===== TRECHO =====

Nenhum jornal francês repercutiu a reportagem do “Times”.
Eles deram notas curtas sobre a expulsão do correspondente americano, comum resumo sumário da matéria de Larry Roth.
Para se ter um exemplo do senso de proporção: o “Monde deu dez linhas sobre Lula, “Times” & bebida. E deu na íntegra, em uma página inteira, o relatório da Cruz Vermelha sobre as tortura dos militares americanos no Iraque. Engraçados os franceses, não? Eles se interessam por assuntos absolutamente marginais. Não captaram o que havia por trás da matéria do “Times”.
No caminho do restaurante, para jantar com um amigo francês, Alain, ele me perguntou: Que história é essa do “Monde” de hoje que o presidente do teu país bebe? Chegamos ao restaurante, as crianças nos distraíram, o assunto mudou, falamos do Iraque, de anti-semitismo na Alsácia, de “Cidade de Deus”, dos filhos, das perspectivas de Chirac para 2007, das Olimpíadas. E por aí foi. Esquecemos de Lula.
Ninguém está preocupado na França com o Brasil, com o seu presidente, beba ele ou não. Houve um período, entre a eleição e, digamos, um ano depois da posse de Lula, quando se acreditava que o PT fosse oferecer uma alternativa à esquerda, que o Brasil foi levado a sério. Esse período acabou. Ninguém quer mais saber de nós.

=====

• [O QUE FAZER]:
1) Responda com base no trecho sobre Lula e a imprensa francesa:
(a) Quantas linhas o "Monde" deu sobre Lula, "Times" e bebida?
(b) O que o "Monde" publicou na íntegra, em uma página inteira?
(c) Qual é o nome do amigo francês do jantar?
2) Prolongue o trecho sobre Lula e a imprensa francesa a partir da frase "Ninguém quer mais saber de nós".
Os dados não têm relação com o trecho sobre Lula e a imprensa francesa.

===== DADOS =====

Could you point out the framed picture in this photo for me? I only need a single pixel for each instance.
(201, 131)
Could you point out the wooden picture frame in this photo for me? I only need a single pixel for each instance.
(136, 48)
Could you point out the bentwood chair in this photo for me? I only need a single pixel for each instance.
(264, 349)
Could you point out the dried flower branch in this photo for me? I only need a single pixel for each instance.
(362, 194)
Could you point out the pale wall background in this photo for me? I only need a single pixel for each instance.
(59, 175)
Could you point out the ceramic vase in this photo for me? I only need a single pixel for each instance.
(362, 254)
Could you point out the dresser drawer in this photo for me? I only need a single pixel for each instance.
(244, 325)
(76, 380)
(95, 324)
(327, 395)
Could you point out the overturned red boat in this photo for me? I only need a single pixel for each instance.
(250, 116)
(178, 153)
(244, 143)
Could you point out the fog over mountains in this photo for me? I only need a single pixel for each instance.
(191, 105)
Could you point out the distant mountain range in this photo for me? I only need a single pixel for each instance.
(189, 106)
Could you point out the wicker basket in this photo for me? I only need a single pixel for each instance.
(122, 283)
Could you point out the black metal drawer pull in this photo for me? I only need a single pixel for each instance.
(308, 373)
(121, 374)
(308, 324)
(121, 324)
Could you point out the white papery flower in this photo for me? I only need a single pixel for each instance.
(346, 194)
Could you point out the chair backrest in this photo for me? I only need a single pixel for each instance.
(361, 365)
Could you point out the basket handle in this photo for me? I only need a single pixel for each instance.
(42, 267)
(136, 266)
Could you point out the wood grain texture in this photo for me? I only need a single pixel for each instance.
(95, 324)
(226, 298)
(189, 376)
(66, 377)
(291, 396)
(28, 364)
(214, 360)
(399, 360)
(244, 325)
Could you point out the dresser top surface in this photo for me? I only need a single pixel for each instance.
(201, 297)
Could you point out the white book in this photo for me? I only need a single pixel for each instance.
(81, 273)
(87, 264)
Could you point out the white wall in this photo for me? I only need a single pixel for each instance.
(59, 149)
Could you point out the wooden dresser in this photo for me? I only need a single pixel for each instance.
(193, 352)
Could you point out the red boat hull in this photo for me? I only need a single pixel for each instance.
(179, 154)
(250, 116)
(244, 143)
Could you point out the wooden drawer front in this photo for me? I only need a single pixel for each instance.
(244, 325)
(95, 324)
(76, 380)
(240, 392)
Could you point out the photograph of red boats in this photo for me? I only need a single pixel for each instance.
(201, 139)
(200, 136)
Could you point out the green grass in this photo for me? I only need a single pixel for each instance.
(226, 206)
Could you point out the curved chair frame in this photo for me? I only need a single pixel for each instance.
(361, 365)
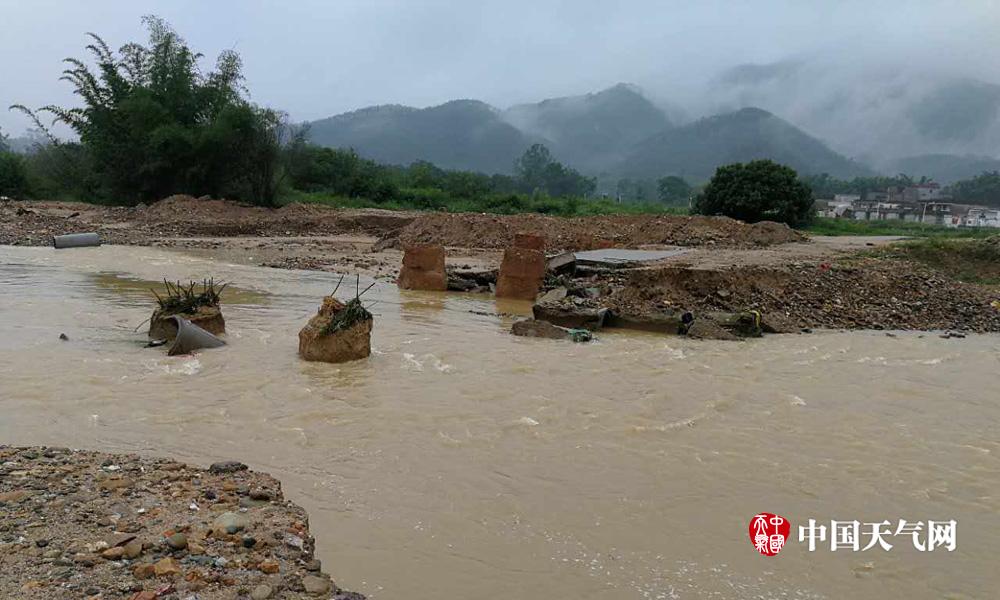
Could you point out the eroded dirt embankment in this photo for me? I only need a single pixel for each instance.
(858, 293)
(77, 524)
(34, 223)
(733, 265)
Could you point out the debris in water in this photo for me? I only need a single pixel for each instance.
(339, 332)
(201, 308)
(544, 329)
(423, 268)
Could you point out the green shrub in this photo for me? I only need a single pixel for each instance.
(13, 176)
(760, 190)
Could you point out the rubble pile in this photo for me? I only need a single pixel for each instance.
(860, 293)
(582, 233)
(93, 525)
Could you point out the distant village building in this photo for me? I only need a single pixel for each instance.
(922, 203)
(982, 217)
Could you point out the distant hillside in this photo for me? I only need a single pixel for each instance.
(591, 132)
(696, 150)
(944, 168)
(461, 134)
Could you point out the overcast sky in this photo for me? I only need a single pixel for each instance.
(317, 58)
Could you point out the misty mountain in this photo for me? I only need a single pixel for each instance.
(461, 134)
(694, 151)
(944, 168)
(593, 131)
(870, 111)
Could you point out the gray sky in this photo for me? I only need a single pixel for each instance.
(314, 59)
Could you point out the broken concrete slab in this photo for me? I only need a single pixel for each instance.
(570, 315)
(191, 337)
(163, 325)
(544, 329)
(553, 295)
(521, 273)
(610, 258)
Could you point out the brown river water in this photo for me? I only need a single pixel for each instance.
(462, 462)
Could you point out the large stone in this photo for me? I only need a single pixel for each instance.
(227, 466)
(230, 522)
(667, 322)
(166, 567)
(521, 273)
(544, 329)
(316, 586)
(349, 344)
(209, 318)
(423, 268)
(705, 329)
(570, 315)
(553, 295)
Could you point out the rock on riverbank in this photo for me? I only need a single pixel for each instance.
(76, 524)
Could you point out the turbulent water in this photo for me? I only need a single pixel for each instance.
(462, 462)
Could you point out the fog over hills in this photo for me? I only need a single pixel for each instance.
(461, 134)
(592, 132)
(817, 116)
(616, 132)
(694, 151)
(877, 115)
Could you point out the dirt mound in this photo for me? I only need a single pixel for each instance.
(83, 524)
(580, 233)
(867, 293)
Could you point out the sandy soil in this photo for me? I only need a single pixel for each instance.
(93, 525)
(814, 282)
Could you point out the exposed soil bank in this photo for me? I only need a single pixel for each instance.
(860, 293)
(34, 223)
(77, 524)
(732, 266)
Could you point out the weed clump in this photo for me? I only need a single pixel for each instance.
(351, 314)
(187, 299)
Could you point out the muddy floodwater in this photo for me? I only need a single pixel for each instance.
(462, 462)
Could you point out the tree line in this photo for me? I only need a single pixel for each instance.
(152, 123)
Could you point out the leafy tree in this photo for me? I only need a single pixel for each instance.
(981, 189)
(530, 168)
(673, 189)
(760, 190)
(537, 171)
(153, 124)
(338, 172)
(825, 186)
(13, 177)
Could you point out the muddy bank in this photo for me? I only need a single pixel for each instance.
(854, 293)
(583, 233)
(34, 223)
(77, 524)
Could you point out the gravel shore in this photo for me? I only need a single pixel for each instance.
(78, 524)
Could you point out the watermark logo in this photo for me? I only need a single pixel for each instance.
(769, 532)
(861, 537)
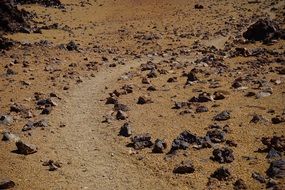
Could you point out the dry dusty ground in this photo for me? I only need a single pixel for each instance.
(119, 43)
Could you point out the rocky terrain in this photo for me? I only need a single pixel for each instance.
(131, 94)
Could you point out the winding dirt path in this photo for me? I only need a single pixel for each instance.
(96, 160)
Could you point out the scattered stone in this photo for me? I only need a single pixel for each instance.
(258, 118)
(125, 130)
(258, 177)
(53, 165)
(8, 136)
(276, 142)
(240, 184)
(231, 143)
(222, 174)
(183, 141)
(121, 115)
(121, 107)
(152, 74)
(159, 146)
(141, 141)
(261, 30)
(276, 169)
(144, 100)
(201, 109)
(203, 97)
(50, 3)
(24, 148)
(30, 125)
(47, 110)
(219, 96)
(111, 100)
(5, 44)
(191, 77)
(172, 79)
(71, 46)
(223, 155)
(151, 88)
(46, 102)
(198, 6)
(11, 18)
(6, 119)
(263, 94)
(278, 119)
(225, 115)
(185, 167)
(273, 154)
(7, 184)
(145, 80)
(216, 135)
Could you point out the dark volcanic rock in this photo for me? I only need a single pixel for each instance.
(121, 115)
(11, 18)
(258, 177)
(23, 148)
(225, 115)
(111, 100)
(144, 100)
(7, 184)
(257, 118)
(6, 119)
(159, 146)
(125, 130)
(5, 43)
(261, 30)
(185, 167)
(223, 155)
(221, 174)
(71, 46)
(121, 107)
(191, 77)
(202, 97)
(276, 169)
(239, 185)
(141, 141)
(278, 119)
(198, 6)
(276, 142)
(216, 135)
(201, 109)
(47, 3)
(53, 165)
(272, 154)
(183, 141)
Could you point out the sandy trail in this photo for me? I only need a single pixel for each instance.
(97, 161)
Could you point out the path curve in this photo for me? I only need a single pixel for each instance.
(96, 160)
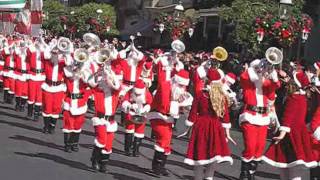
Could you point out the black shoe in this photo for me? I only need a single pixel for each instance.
(103, 162)
(136, 146)
(128, 143)
(96, 158)
(52, 125)
(75, 142)
(30, 110)
(46, 122)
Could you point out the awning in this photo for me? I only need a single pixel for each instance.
(7, 5)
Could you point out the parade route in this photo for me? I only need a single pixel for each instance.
(29, 154)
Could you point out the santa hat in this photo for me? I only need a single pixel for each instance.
(301, 79)
(182, 77)
(214, 75)
(317, 65)
(139, 87)
(231, 78)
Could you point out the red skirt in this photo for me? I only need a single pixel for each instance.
(207, 143)
(295, 149)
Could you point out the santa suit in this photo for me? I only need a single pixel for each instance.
(36, 75)
(255, 119)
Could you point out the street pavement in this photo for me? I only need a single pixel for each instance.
(26, 153)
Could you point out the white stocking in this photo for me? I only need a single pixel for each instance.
(198, 172)
(209, 172)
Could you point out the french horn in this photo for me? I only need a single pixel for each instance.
(178, 46)
(219, 53)
(274, 55)
(91, 39)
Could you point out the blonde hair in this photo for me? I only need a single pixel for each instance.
(218, 99)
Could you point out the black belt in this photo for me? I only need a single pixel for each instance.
(129, 82)
(257, 109)
(75, 95)
(37, 71)
(8, 68)
(106, 117)
(53, 83)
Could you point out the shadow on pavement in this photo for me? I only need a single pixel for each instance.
(57, 159)
(37, 142)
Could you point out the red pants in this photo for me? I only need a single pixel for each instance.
(21, 89)
(255, 138)
(35, 92)
(72, 123)
(52, 103)
(103, 139)
(8, 84)
(163, 134)
(137, 129)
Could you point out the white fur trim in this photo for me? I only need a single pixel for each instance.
(289, 165)
(139, 135)
(111, 127)
(252, 75)
(215, 159)
(316, 134)
(285, 129)
(98, 121)
(75, 110)
(53, 89)
(158, 115)
(129, 131)
(229, 79)
(201, 72)
(226, 125)
(174, 108)
(182, 81)
(96, 142)
(188, 123)
(158, 148)
(257, 119)
(38, 77)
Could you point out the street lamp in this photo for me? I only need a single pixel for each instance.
(284, 8)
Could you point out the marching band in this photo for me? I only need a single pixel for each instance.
(56, 77)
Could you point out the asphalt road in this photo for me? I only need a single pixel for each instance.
(26, 153)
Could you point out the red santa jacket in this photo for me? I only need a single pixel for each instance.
(257, 92)
(142, 102)
(35, 59)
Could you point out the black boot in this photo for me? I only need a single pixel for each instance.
(52, 125)
(136, 146)
(163, 170)
(96, 158)
(46, 122)
(315, 173)
(75, 142)
(30, 110)
(18, 102)
(22, 104)
(128, 143)
(245, 168)
(67, 146)
(36, 113)
(156, 163)
(103, 162)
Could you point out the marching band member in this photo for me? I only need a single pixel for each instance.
(53, 88)
(254, 119)
(210, 120)
(171, 95)
(136, 103)
(106, 95)
(36, 78)
(8, 71)
(75, 101)
(292, 148)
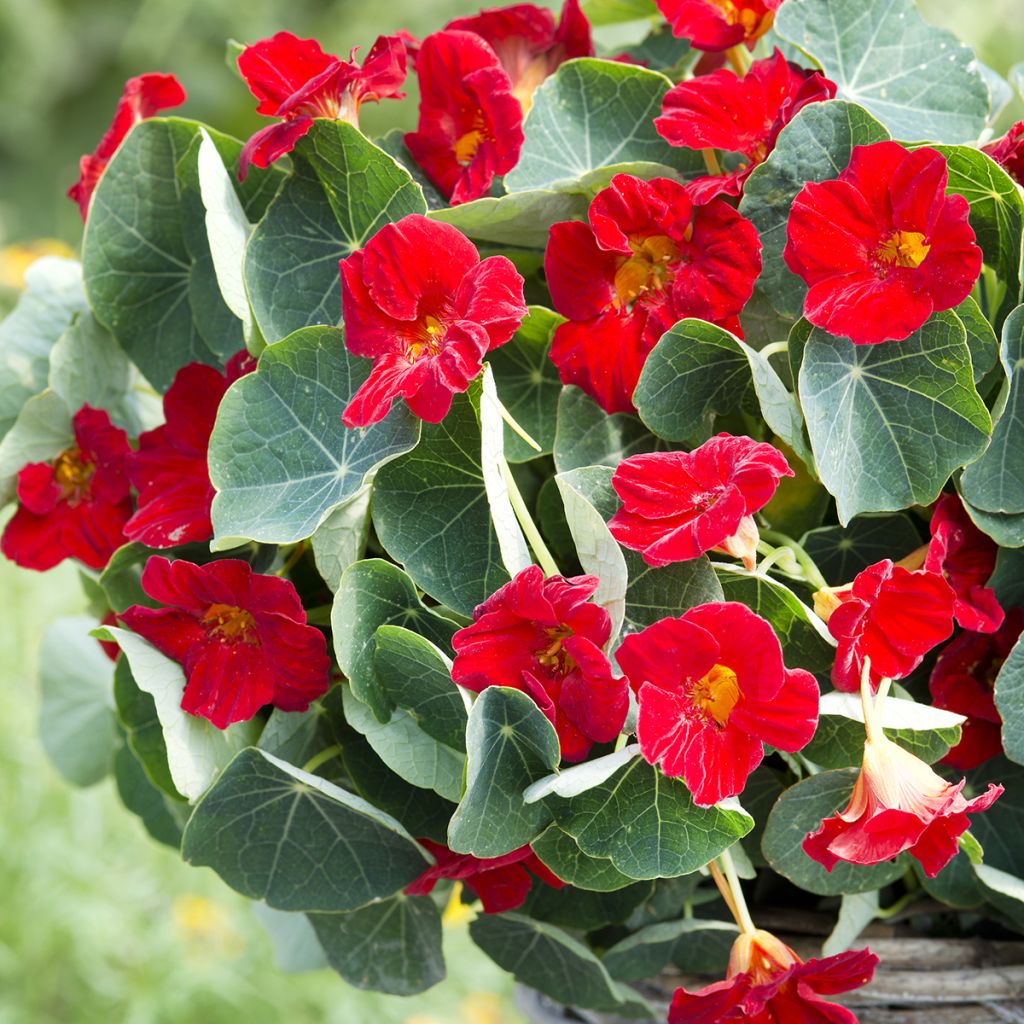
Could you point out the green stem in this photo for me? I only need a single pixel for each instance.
(811, 572)
(515, 427)
(742, 914)
(321, 759)
(532, 535)
(774, 348)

=====

• [RESPOSTAS]:
1)
(a) Dez linhas.
(b) O relatório da Cruz Vermelha sobre as torturas dos militares americanos no Iraque.
(c) Alain.

2)
Nem nós, brasileiros. É infindável a nossa capacidade para nos envolvermos em discussões estéreis. Vocês passaram um mês debatendo aí se aquele sambista bêbado deveria ter deixado de fazer propaganda da cerveja A para fazer da B. Depois vocês passaram mais um mês falando de bingo. E agora derrubaram florestas e secaram rios de tinta para atacar o americano, defender o presidente, e depois defender o americano e atacar o presidente. Como se isso tivesse alguma importância. Como se isso fosse resolver algum problema nacional. Nenhum brasileiro melhorou ou piorou de vida com a reportagem de Larry Rother e a gritaria que se seguiu a ela. O Brasil continuou na mesma. O Brasil não sai da mesma. Essa é a sua tragédia.